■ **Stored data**
━━━━━━
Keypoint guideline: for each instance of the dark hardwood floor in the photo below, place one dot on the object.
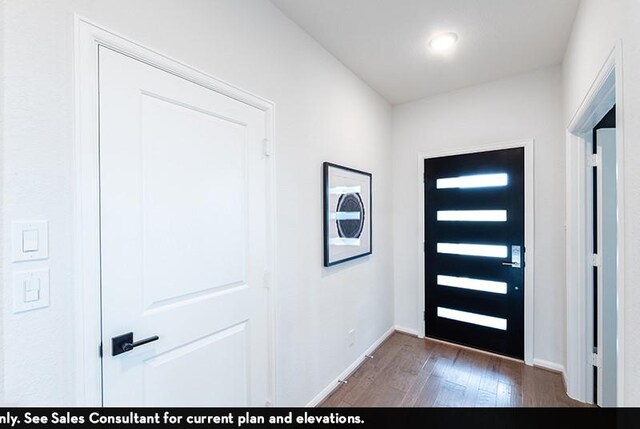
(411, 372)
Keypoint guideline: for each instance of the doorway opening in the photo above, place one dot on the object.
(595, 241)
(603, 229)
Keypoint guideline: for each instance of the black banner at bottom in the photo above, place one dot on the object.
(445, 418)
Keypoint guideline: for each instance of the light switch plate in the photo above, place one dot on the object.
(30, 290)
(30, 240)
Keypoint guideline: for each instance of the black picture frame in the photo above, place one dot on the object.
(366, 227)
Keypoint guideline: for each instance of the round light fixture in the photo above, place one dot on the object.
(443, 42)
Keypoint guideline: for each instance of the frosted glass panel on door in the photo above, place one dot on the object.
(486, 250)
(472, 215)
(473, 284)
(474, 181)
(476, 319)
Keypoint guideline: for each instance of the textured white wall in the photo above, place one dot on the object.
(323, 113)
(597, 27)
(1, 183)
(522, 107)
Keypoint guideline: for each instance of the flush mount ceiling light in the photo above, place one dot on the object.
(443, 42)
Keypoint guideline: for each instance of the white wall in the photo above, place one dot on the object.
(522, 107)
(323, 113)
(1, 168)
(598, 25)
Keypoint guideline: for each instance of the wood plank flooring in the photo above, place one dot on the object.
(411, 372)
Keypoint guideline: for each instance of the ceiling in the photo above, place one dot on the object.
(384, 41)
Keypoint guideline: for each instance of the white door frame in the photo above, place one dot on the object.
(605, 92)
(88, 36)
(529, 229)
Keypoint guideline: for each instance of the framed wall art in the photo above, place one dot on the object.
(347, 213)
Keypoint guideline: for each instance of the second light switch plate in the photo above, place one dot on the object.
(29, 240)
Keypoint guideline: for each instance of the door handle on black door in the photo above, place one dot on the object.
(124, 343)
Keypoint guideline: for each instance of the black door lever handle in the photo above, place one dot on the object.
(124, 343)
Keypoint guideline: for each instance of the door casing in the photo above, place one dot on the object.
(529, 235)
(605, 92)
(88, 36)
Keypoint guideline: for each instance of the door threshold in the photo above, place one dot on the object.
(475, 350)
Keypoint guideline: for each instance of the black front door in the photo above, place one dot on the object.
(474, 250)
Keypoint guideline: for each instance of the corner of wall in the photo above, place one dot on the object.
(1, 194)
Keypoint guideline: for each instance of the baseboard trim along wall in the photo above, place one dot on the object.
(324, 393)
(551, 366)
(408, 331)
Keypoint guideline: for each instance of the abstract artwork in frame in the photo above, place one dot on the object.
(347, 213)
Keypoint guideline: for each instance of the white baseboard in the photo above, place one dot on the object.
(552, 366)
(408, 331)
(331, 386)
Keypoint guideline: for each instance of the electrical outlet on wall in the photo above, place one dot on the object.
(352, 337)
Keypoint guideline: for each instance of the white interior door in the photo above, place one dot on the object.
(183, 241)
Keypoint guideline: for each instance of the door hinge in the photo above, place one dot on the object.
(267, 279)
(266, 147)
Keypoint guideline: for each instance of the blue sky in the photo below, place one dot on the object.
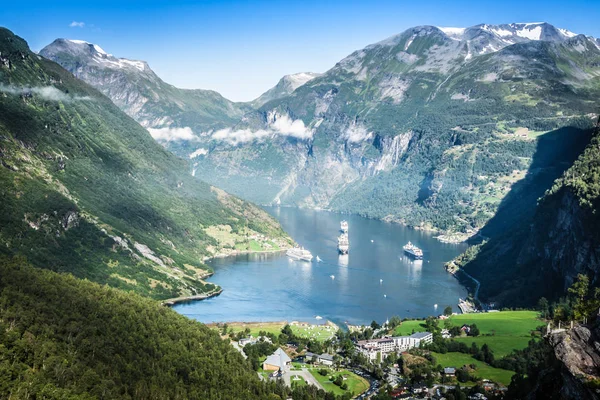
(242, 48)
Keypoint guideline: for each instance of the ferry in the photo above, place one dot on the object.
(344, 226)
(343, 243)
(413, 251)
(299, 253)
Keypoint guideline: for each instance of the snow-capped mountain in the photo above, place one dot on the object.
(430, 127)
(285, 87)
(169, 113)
━━━━━━
Would you please print the entries once more, word for word, minus the pictures?

■ **Solution to this problem**
Keypoint guideline: for each instance of the dark hardwood floor in the photo below, place one dot on the object.
(411, 372)
Keypoint guideline: for each instance of the doorway opening in the photo above, place one dot on the object.
(595, 241)
(603, 229)
Keypoint guideline: for each instance of the black banner at bottom in the photo above, place one dot on the object.
(445, 418)
Keypoint guideline: for each instance of the light switch plate in the photo above, place one dot on the object.
(30, 290)
(30, 240)
Keypoint guideline: for each instance of the black picture frame in the photo above, place one dot on the object.
(366, 227)
Keypoint guideline: for each instance of the round light fixture in the photo above, place one dot on the object.
(443, 42)
Keypoint guideline: for each instance of the frosted glass panel on door in the photo above, place one dot on the object.
(486, 250)
(472, 215)
(473, 284)
(474, 181)
(476, 319)
Keypoint guideline: for each instance of the textured white wall in the photo above, place one dot on the object.
(323, 113)
(597, 27)
(1, 183)
(522, 107)
Keypoint guideline: for each instance of the flush mount ceiling light in the photo above, place one dot on the object.
(443, 42)
Keypoint guideline: for each instance of the white wall in the photo above, place one dot on the object.
(522, 107)
(323, 113)
(1, 168)
(598, 25)
Keypoint guideline: for each instance of the wood plank flooring in the photo above, place one dot on the object.
(411, 372)
Keypoint guideline: for each instance of the ceiling in the photo above, place one dot on the object.
(384, 41)
Keypoint guideline: for each instance of the white door frame in the photo above, place one dot on the object.
(605, 92)
(88, 36)
(529, 229)
Keypoint guideline: for each instance of the framed wall art in the photo above, place one dot on the object.
(347, 213)
Keypoint guideline: for each instance of the second light switch plate in the photo above, place one dot on the object.
(29, 240)
Keypoint guideline: for each instance of the door handle on black door in the photo above, place one dot on the object.
(124, 343)
Keypoint guideline: for each instance of the black door lever handle in the photo above, place one dot on the object.
(124, 343)
Keypoint guideline: for each instance of the door casing in the photo above, place one dot on the object.
(529, 235)
(605, 92)
(88, 36)
Keypoint guideline: for each instance of the door threshold in the photo above, place one dot on the object.
(475, 350)
Keypoint guideline: for each instance of the black front door in the photo above, place one dot on the object.
(474, 250)
Keypoint guideline: for each instance of the corner of wall in the photo above, place one dot on the object.
(1, 194)
Keypoint guideline: for each instance of the baseboard trim along wall in the photo above, place one dot on the object.
(324, 393)
(551, 366)
(408, 331)
Keypoint guideline: for each instance of the abstract artwork in frame in the photo above, place one dot on the object.
(347, 213)
Keypoint guideline: for each instance of the white baseboard in the photo above, place one dot on the object.
(552, 366)
(408, 331)
(331, 386)
Keypoint guideline: for each instance of the electrical outlet on wall in the photo above, place one dot on the object.
(352, 337)
Keypoint guideline: for each instance of the white interior door in the photo above, place one dot on the object.
(183, 241)
Keypoint guideline: for each instance of the door hinge in the photo above, place one dot on the object.
(267, 279)
(266, 147)
Keypoint guideline: for each instance of the blue sky in the photo below, place one dot on the object.
(242, 48)
Keypoint guideline: for each instance of the ferry in the photo above, place one dot on the object.
(344, 226)
(343, 243)
(413, 251)
(299, 253)
Keypoint guideline: for each instance of the snow-capped mountain in the photo above, place one dot on the object.
(430, 127)
(285, 87)
(169, 113)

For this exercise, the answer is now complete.